- _TEXT SHOWN_:
· · · · · · ·

Wilson has authored and co-authored more than 400 research and environmental health policy publications, and has been on the editorial board of several journals. From 1996 to 2009, he served as deputy director and acting director of NIEHS. (Photo courtesy of Steve McCaw)

NIEHS senior researcher Samuel Wilson, M.D., received the prestigious 2014 SER-CAT Outstanding Science Award during a ceremony April 25 in Rockville, Md., joining just ten other top scientists who have been so honored since the organization established the award in 2005. Wilson, who heads the DNA Repair and Nucleic Acid Enzymology Group, received an award plaque and delivered an invited lecture on the research related to his award.

The Southeast Regional Collaborative Access Team (SER-CAT) is an organization consisting of 21 member institutions, formed in 1997, to provide third generation X-ray capabilities to macromolecular crystallographers and structural biologists in the southeastern region of the U.S. Located at the U.S. Department of Energy Advanced Photon Source at the Argonne National Library in Illinois, SER-CAT held its 11th Annual Symposium in conjunction with the 44th Mid-Atlantic Macromolecular Crystallography Meeting April 23-26 at the University of Maryland, at Shady Grove.

Wilson joins a group of distinguished researchers from three other NIH institutes and four major universities with leading biomedical research centers. He is the first NIEHS recipient of the SER-CAT Outstanding Science Award, although the organization honored visiting fellow Matthew Schellenberg, Ph.D., of the NIEHS Genome Stability Structural Biology Group headed by Scott Williams, Ph.D., with its Young Investigator Award in 2013.

In the organization’s award letter to Wilson, SER-CAT Assistant Director and Science Award Committee Chair John Rose, Ph.D., of the University of Georgia, wrote, “Your paper, ‘Observing a DNA Polymerase Choose Right from Wrong,’ by Freudenthal et al., was judged by our review panel to have the highest scientific impact of all of the papers considered” (see story). The award committee also expressed its gratitude for Wilson’s time and effort in demonstrating the technical capabilities of the SER-CAT facility in his research.

· · · · · · ·

- _RECORDS SHOWN_:
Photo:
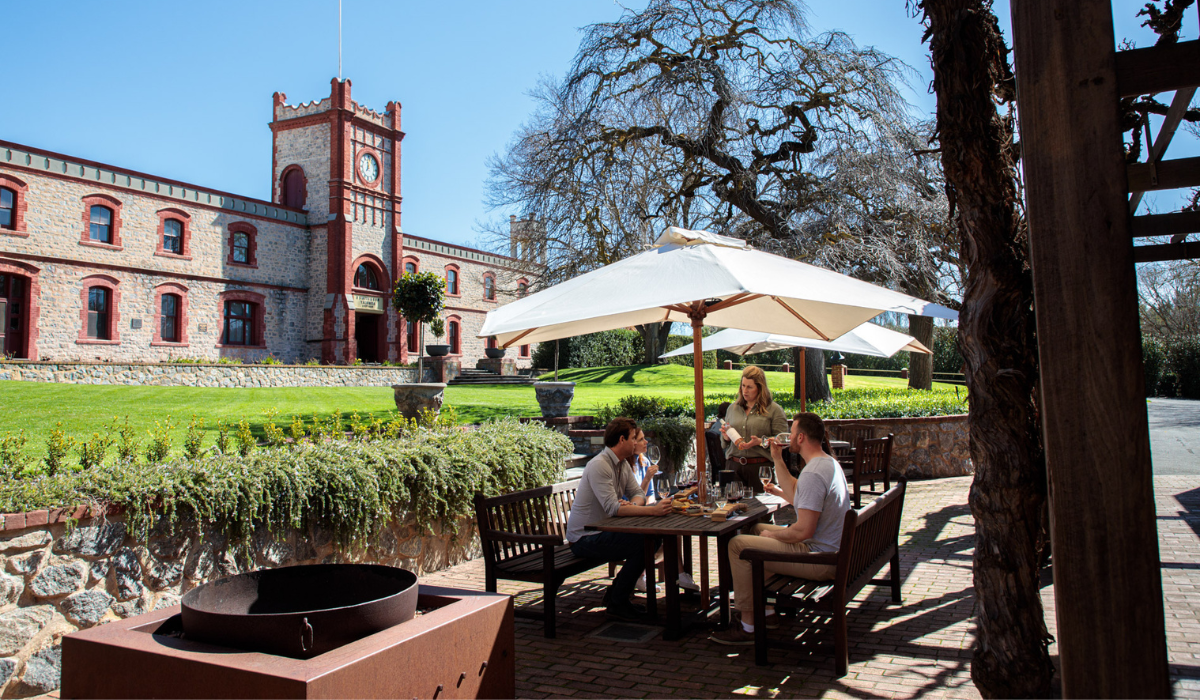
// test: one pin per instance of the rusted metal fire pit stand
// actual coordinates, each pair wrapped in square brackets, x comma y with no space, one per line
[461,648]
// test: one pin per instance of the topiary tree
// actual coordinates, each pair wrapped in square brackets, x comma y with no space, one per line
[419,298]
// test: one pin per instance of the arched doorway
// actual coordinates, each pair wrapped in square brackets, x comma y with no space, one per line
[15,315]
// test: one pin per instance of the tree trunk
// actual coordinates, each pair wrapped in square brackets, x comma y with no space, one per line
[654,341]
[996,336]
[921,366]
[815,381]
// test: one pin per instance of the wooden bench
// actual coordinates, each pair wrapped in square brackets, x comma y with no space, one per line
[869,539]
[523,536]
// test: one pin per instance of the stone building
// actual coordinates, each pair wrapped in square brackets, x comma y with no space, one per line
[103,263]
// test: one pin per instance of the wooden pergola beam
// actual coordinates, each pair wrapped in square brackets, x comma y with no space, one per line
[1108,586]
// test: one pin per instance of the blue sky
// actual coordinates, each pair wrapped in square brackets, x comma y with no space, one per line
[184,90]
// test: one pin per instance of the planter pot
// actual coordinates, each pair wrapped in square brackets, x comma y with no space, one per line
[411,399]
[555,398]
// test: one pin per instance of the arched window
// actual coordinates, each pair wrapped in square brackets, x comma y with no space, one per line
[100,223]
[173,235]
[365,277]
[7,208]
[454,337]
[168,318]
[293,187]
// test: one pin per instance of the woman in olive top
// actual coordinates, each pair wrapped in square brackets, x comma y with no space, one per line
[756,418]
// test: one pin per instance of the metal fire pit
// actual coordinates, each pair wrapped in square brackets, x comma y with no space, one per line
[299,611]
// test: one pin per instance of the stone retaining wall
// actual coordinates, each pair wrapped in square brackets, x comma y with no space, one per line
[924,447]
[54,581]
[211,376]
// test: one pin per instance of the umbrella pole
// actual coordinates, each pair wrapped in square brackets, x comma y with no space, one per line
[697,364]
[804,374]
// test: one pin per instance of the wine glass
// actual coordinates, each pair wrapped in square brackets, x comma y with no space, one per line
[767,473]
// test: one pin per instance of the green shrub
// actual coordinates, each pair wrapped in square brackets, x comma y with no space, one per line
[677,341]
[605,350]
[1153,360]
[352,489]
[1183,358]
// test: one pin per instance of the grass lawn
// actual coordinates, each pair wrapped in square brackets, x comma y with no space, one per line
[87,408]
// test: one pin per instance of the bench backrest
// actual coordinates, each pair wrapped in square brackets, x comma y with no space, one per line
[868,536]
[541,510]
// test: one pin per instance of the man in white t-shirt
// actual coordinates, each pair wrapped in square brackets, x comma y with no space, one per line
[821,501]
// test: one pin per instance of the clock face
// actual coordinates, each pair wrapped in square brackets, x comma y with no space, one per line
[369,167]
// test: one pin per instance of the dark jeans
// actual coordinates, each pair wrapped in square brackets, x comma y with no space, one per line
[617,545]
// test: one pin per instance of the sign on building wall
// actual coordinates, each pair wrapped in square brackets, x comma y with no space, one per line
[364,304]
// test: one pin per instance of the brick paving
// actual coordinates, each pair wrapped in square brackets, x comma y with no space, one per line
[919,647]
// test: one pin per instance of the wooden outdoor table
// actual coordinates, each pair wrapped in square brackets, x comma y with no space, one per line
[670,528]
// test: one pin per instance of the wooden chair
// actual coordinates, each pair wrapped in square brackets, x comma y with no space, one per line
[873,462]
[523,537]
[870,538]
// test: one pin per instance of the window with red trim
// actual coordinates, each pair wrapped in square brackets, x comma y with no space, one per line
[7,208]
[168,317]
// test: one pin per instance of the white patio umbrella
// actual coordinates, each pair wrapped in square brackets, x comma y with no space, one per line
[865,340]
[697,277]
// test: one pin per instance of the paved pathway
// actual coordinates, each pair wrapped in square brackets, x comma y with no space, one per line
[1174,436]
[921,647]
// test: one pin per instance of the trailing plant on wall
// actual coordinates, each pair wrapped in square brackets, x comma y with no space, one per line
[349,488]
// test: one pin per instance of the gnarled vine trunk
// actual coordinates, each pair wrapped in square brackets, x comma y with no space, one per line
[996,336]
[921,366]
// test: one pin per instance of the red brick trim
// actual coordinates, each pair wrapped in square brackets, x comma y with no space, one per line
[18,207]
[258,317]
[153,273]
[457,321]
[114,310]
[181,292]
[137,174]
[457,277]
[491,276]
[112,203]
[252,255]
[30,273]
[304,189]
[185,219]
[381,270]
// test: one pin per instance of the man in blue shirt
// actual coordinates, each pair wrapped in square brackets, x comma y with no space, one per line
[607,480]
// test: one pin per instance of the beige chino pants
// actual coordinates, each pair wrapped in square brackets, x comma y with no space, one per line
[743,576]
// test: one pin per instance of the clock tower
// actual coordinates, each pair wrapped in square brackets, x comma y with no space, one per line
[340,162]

· · · · · · ·

- _PROBLEMS TO SOLVE_:
• A. Reproduce word for word the part of the article on Samuel Wilson's award that opens with the words containing "NIEHS senior researcher" and closes with "to his award.".
• B. List every person named in the article on Samuel Wilson's award whose name carries the title Ph.D.

- _ANSWERS FOR THIS EXERCISE_:
• A.
NIEHS senior researcher Samuel Wilson, M.D., received the prestigious 2014 SER-CAT Outstanding Science Award during a ceremony April 25 in Rockville, Md., joining just ten other top scientists who have been so honored since the organization established the award in 2005. Wilson, who heads the DNA Repair and Nucleic Acid Enzymology Group, received an award plaque and delivered an invited lecture on the research related to his award.

• B. Matthew Schellenberg, Scott Williams, John Rose